### [What you will do]
Turn every line of the listing below into a numbered list, dropping any blank lines and leaving the pictures out.

### Raw records ###

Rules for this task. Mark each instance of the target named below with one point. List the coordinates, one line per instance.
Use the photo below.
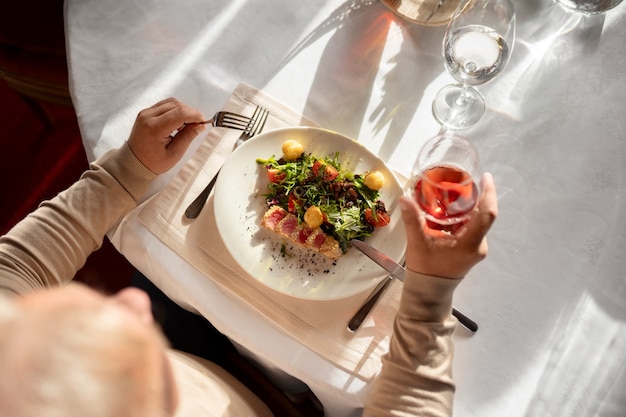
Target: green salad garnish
(349, 208)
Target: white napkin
(320, 325)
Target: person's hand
(433, 252)
(150, 138)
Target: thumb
(413, 219)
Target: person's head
(71, 351)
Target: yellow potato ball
(292, 149)
(313, 217)
(374, 180)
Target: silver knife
(398, 271)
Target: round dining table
(550, 298)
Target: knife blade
(398, 271)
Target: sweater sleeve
(52, 243)
(416, 376)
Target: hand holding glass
(445, 184)
(476, 48)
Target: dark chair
(33, 58)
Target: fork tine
(232, 120)
(260, 122)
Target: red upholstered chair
(33, 58)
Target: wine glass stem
(464, 97)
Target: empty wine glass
(445, 181)
(476, 48)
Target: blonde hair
(76, 361)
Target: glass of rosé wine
(446, 181)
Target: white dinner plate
(240, 205)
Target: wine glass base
(457, 107)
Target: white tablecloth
(551, 296)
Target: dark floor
(40, 156)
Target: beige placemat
(320, 325)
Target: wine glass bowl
(446, 180)
(476, 48)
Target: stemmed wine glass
(446, 179)
(476, 48)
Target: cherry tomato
(293, 203)
(380, 220)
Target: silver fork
(254, 127)
(221, 119)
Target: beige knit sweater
(52, 243)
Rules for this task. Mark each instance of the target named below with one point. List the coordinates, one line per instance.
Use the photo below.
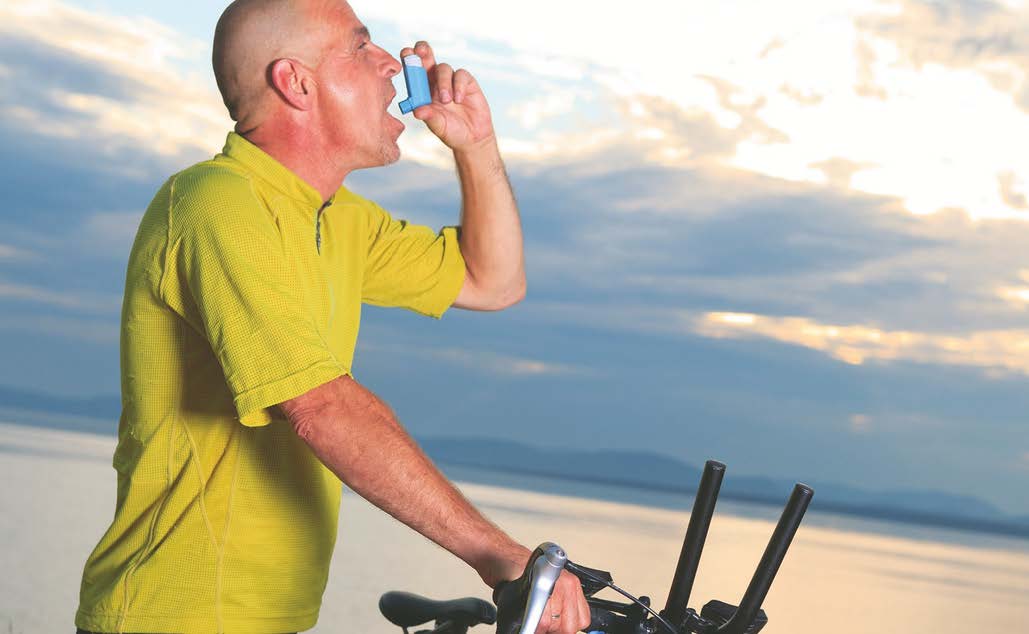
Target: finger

###

### [The completed task]
1. Rules for this task. Mark each instance of the target named below with one point. List the coordinates, one line per instance.
2. Use the photo below.
3. Target: green salad garnish
4. (349, 208)
5. Target: white napkin
6. (320, 325)
7. Target: person's hand
8. (433, 252)
9. (150, 138)
10. Target: thumb
11. (413, 219)
12. Target: person's head
13. (71, 351)
14. Target: yellow potato ball
15. (292, 149)
16. (313, 217)
17. (374, 180)
18. Target: silver knife
19. (398, 271)
20. Target: round dining table
21. (550, 298)
22. Target: knife blade
23. (398, 271)
24. Target: sweater sleeve
25. (52, 243)
26. (416, 376)
27. Target: hand holding glass
28. (445, 184)
29. (476, 48)
30. Target: dark chair
31. (33, 58)
32. Target: fork tine
33. (232, 120)
34. (260, 122)
35. Target: red upholstered chair
36. (33, 58)
37. Target: wine glass stem
38. (464, 97)
39. Target: empty wine glass
40. (445, 181)
41. (476, 48)
42. Target: blonde hair
43. (76, 361)
44. Target: glass of rosé wine
45. (446, 181)
46. Target: white dinner plate
47. (240, 205)
48. Target: wine glass base
49. (457, 107)
50. Target: white tablecloth
51. (551, 296)
52. Target: dark floor
53. (40, 156)
54. Target: beige placemat
55. (320, 325)
56. Target: wine glass bowl
57. (446, 180)
58. (476, 48)
59. Target: stemmed wine glass
60. (446, 179)
61. (476, 48)
62. Target: cherry tomato
63. (293, 203)
64. (380, 220)
65. Target: silver fork
66. (254, 127)
67. (221, 119)
68. Target: beige knit sweater
69. (52, 243)
70. Rules for this task. Mark each instance of the target named below with one point. List the coordinates, one line per instance.
71. Use the photo below.
72. Target: finger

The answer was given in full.